La Nostra Storia

Di Alessandro Brezzi.

La vallata del Casentino, situata in un punto nevralgico del sistema difensivo della Linea Gotica, a partire dall’inverno-primavera tra 1943 e 1944, si trova coinvolta in pieno nelle operazioni belliche, anche in virtù della spontanea fioritura di numerose formazioni di ribelli che utilizzano le zone di montagna e di foresta di cui è ricco il territorio.

È dunque per ripulire la zona del Casentino e della provincia di Arezzo dai ribelli che la Wehrmacht, coadiuvata dalle forze collaborazioniste della Repubblica Sociale Italiana, effettua in questi territori numerose stragi e rastrellamenti, come vedremo più avanti, con l’intento di reprimere il movimento partigiano e terrorizzare le popolazioni civili con esso solidali che, evidentemente, avevano mantenuto un robusto fondo di antifascismo.

I «quarantacinque giorni» successivi alla caduta del fascismo erano stati vissuti in Casentino e nella provincia di Arezzo con animo fiducioso, nell’attesa e nella speranza di uno sviluppo rapido dell’avanzata delle truppe anglo-americane. L’armistizio dell’8 settembre del 1943, lo sbando dell’esercito, la liberazione di Mussolini, il rinato stato fascista collaborazionista a metà settembre, il conseguente prolungarsi dei tempi, finiscono ora per sollecitare molti ad uscire dall’attendismo per dare vita alle prime formazioni armate.

•••

:: Svolgi gli esercizi ::
A. Nel testo sulla storia del Casentino, in quale data cade l'armistizio?
B. Traduci in inglese questa frase del testo sulla storia del Casentino: "I «quarantacinque giorni» successivi alla caduta del fascismo erano stati vissuti in Casentino e nella provincia di Arezzo con animo fiducioso, nell’attesa e nella speranza di uno sviluppo rapido dell’avanzata delle truppe anglo-americane."
C. Prosegui il testo sulla storia del Casentino dopo l'ultima frase riportata.
I dati non servono per questo lavoro.

Una sequenza di dati
•••

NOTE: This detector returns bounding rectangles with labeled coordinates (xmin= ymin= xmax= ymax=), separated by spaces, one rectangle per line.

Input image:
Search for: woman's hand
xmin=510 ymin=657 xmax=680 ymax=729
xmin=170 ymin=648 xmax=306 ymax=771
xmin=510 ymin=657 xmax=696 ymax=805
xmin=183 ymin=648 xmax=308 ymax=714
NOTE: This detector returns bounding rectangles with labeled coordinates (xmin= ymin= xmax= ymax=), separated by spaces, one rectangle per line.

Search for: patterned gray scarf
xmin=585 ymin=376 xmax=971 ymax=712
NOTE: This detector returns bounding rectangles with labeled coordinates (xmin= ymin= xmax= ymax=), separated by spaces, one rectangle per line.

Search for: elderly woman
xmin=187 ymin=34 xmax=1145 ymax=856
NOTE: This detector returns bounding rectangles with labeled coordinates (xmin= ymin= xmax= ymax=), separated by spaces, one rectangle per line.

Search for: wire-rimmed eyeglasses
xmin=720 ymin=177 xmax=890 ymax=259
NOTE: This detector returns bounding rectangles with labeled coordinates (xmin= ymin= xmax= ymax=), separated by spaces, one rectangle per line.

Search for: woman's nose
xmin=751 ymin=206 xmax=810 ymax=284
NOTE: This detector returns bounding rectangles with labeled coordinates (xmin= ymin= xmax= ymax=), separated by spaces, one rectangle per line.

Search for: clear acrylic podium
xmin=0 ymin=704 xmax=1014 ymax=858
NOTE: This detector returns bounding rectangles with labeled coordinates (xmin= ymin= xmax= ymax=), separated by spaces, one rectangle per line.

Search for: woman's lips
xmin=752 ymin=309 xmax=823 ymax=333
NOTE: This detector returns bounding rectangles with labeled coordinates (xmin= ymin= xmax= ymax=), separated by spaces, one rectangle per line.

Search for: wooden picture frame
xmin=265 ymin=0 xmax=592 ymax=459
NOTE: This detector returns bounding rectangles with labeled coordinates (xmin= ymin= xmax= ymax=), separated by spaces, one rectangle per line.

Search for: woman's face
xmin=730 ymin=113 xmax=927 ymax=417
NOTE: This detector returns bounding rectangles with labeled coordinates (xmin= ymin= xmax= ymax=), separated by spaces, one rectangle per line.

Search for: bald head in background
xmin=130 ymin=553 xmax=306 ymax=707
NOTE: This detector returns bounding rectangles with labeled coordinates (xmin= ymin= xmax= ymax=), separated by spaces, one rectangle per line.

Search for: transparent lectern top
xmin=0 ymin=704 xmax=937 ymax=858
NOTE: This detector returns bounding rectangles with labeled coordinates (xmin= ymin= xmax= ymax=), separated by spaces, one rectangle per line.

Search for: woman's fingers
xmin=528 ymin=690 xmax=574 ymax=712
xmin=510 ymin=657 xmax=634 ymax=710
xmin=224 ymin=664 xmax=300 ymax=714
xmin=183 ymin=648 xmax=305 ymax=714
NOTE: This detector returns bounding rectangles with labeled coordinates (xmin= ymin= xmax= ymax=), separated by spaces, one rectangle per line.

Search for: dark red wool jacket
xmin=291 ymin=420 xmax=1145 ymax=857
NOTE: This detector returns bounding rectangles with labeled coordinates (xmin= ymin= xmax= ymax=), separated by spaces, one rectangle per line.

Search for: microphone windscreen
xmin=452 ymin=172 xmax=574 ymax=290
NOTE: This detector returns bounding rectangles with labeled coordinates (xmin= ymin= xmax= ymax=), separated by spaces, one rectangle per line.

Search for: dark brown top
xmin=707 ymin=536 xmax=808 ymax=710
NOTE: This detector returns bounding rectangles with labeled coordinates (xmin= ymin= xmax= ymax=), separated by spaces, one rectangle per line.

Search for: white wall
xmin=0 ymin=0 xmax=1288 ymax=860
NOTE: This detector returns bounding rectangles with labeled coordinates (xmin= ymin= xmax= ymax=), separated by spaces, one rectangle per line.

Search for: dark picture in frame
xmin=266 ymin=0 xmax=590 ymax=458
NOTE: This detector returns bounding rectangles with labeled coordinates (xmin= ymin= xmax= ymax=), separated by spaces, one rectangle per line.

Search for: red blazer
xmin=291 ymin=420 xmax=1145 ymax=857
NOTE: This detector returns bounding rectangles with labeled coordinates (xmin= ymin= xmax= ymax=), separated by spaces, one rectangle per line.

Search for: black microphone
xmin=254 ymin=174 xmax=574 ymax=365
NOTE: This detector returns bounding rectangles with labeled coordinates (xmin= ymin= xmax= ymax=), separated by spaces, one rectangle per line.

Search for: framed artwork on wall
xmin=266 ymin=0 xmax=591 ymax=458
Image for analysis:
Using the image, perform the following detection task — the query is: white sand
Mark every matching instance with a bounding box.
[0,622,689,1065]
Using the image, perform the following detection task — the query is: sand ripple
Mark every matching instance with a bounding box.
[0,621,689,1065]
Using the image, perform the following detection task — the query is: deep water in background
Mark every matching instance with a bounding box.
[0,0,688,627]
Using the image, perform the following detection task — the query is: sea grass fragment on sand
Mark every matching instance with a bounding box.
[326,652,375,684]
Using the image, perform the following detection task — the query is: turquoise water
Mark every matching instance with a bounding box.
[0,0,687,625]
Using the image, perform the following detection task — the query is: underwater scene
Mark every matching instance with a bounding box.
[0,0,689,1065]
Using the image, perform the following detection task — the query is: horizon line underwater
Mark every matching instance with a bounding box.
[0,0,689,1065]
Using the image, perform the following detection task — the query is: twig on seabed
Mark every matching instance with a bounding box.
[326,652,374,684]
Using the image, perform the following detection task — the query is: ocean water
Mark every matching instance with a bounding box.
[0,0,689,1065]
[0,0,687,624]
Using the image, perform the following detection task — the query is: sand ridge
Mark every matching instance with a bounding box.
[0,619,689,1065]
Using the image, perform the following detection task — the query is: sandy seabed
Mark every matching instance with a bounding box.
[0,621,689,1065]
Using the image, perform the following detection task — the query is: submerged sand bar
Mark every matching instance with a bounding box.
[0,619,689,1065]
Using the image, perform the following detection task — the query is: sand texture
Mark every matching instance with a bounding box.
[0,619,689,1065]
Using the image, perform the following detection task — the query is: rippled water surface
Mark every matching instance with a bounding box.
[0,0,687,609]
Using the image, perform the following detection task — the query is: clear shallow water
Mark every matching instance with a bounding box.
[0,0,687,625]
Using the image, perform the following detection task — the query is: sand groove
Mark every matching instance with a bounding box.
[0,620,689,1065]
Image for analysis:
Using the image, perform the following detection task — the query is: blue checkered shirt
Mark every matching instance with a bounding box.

•••

:: Soluzioni ::
A. L'8 settembre del 1943.

B. The "forty-five days" following the fall of Fascism had been lived in the Casentino and in the province of Arezzo in a hopeful spirit, in the expectation and hope of a swift development of the Anglo-American troops' advance.

C.
Nel capoluogo di provincia, ad Arezzo, si forma un “Comitato delle Opposizioni”, presto trasformato in “Comitato Provinciale di Concentrazione Antifascista” (CPCA), con la partecipazione dei cinque partiti principali del Comitato di Liberazione Nazionale (CLN). In seguito alle disposizioni emesse dal CPCA, dopo l’8 settembre del 1943 iniziano pertanto a formarsi anche nelle pendici del Catenaia e dell’alto Casentino, particolarmente adatte perché boscose e montagnose, i primi nuclei partigiani, formati da uomini che provengono da Arezzo e da altre vallate della provincia, oltre che dal Casentino stesso: vecchi militanti antifascisti di orientamento socialista, comunista, cattolico, un ridotto numero di membri del Partito d’Azione, di matrice liberal-socialista e repubblicana, ex militari, renitenti alla leva ed anche alcuni prigionieri di guerra evasi che, soprattutto sulle alture del Catenaia, daranno vita a bande con una forte presenza slovena.

In breve tempo si viene dunque a creare nell’alto Casentino un raggruppamento organizzato e dotato di combattività. Si tratta del nucleo più precoce del partigianato aretino che prende il nome di «Formazione Vallucciole», costituito da poco meno di un centinaio di uomini, punto di riferimento per le altre bande locali e la sua azione, favorita dalle caratteristiche appartate e boscose del Monte Falterona, si indirizza inizialmente al sabotaggio del traffico tedesco e della riorganizzazione fascista.

La situazione di stallo sul fronte meridionale italiano, determinato dalla durissima lotta sul fronte della Linea Gustav a Montecassino e il semi fallimento dello sbarco alleato ad Anzio, nel gennaio del 1944, fanno sì che nell’inverno l’iniziativa delle formazioni partigiane in Casentino e in terra aretina si attenui, fin quasi ad entrare in crisi e, tuttavia, senza estinguersi del tutto.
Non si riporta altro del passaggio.